** start **

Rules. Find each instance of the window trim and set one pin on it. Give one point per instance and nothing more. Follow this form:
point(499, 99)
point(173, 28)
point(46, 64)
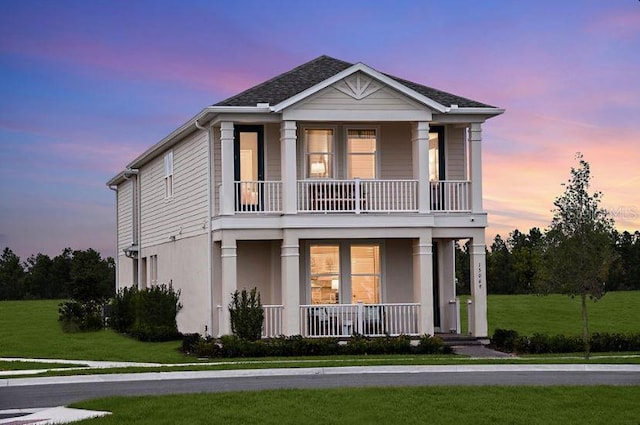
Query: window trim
point(344, 253)
point(333, 154)
point(347, 155)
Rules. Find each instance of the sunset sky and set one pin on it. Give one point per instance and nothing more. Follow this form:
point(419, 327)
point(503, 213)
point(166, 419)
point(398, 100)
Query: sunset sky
point(86, 86)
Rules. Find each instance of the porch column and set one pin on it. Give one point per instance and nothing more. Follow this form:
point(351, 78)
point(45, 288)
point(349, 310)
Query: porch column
point(420, 139)
point(475, 137)
point(288, 167)
point(229, 268)
point(423, 281)
point(227, 195)
point(479, 326)
point(447, 281)
point(290, 257)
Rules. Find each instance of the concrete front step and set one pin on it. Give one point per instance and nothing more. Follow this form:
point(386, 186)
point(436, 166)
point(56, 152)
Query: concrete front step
point(458, 339)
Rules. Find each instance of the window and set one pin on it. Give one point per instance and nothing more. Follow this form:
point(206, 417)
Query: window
point(345, 273)
point(325, 274)
point(435, 143)
point(319, 153)
point(153, 270)
point(361, 154)
point(365, 274)
point(168, 174)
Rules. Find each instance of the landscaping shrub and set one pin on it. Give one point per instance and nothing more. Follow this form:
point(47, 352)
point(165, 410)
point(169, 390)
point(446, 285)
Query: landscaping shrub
point(432, 345)
point(230, 346)
point(75, 316)
point(246, 314)
point(147, 315)
point(123, 309)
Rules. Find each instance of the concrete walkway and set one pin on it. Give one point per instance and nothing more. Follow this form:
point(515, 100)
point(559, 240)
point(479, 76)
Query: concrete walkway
point(60, 415)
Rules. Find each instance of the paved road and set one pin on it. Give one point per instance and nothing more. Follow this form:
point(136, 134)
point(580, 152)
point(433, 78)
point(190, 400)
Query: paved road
point(44, 392)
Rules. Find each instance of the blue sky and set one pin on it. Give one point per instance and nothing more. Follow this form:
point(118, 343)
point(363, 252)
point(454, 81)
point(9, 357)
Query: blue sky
point(86, 86)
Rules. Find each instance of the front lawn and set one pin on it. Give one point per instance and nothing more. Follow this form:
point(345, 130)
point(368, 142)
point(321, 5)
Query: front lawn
point(30, 329)
point(407, 405)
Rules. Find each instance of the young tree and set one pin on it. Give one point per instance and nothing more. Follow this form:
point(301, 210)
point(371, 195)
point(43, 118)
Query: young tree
point(11, 276)
point(579, 251)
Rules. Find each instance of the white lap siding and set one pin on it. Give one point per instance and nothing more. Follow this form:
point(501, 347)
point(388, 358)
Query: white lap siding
point(185, 213)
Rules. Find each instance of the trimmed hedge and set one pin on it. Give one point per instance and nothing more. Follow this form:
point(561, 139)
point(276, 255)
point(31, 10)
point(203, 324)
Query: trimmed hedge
point(76, 316)
point(147, 315)
point(297, 346)
point(510, 341)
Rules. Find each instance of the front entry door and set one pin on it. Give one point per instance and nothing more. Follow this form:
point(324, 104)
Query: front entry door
point(249, 167)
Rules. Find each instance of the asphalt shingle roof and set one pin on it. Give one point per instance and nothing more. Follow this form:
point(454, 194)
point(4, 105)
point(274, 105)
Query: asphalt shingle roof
point(290, 83)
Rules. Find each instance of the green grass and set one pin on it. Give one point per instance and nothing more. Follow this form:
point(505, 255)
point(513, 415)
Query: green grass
point(30, 329)
point(560, 314)
point(18, 365)
point(409, 405)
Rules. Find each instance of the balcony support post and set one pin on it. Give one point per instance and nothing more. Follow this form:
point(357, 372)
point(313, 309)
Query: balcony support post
point(288, 166)
point(227, 187)
point(475, 137)
point(423, 280)
point(420, 139)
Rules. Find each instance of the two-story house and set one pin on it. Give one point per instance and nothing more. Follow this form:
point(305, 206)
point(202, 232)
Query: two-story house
point(337, 190)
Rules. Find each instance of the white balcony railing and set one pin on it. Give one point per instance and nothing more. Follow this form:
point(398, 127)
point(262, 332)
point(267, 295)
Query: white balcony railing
point(357, 196)
point(344, 320)
point(352, 196)
point(258, 196)
point(450, 196)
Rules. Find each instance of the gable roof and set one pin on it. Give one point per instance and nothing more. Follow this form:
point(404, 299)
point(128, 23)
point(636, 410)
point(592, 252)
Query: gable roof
point(307, 75)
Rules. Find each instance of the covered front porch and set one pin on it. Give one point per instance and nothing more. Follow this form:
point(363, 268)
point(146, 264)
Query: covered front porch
point(344, 287)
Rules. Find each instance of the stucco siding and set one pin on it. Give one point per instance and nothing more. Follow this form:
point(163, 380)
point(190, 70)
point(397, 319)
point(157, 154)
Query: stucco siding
point(256, 269)
point(455, 153)
point(183, 263)
point(125, 214)
point(184, 214)
point(398, 270)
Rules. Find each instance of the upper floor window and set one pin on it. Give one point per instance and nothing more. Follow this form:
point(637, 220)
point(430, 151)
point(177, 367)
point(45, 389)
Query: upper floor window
point(361, 153)
point(168, 174)
point(319, 153)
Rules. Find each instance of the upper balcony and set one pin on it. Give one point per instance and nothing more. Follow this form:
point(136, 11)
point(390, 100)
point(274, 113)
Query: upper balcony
point(352, 196)
point(306, 169)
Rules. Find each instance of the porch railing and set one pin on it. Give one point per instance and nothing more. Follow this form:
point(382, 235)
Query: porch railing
point(450, 196)
point(357, 196)
point(344, 320)
point(258, 196)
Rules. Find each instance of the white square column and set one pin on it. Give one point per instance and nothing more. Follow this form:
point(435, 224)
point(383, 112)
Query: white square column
point(423, 281)
point(288, 167)
point(475, 147)
point(290, 263)
point(229, 268)
point(227, 186)
point(420, 142)
point(478, 322)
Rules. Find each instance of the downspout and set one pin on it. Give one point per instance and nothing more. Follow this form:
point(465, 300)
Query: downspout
point(209, 325)
point(117, 257)
point(137, 213)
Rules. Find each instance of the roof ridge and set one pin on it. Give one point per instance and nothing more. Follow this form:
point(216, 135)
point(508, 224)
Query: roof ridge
point(291, 71)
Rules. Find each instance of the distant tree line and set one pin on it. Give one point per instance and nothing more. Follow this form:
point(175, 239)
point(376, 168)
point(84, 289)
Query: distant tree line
point(71, 274)
point(514, 265)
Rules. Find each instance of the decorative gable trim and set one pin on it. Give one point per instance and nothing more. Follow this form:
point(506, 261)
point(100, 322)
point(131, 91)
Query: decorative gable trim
point(372, 73)
point(358, 86)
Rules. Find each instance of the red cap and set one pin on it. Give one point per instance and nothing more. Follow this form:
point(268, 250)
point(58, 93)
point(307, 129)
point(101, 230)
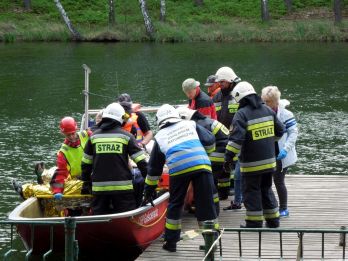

** end **

• **SET EXERCISE**:
Rewrite the material from the line containing "Rules. Find each instance of the landscaping" up to and including the line containing "point(123, 309)", scaling only the point coordinates in the answers by 2.4 and rounding each to a whole number, with halves rounded up. Copy every other line and number unchanged.

• **TASK RESULT**:
Rules. Find each instance of the landscaping shrub and set one pin on it. Give one point per instance and nothing more. Follow this form:
point(47, 352)
point(165, 410)
point(169, 390)
point(446, 285)
Query: landscaping shrub
point(1037, 828)
point(552, 830)
point(180, 758)
point(590, 754)
point(353, 756)
point(295, 742)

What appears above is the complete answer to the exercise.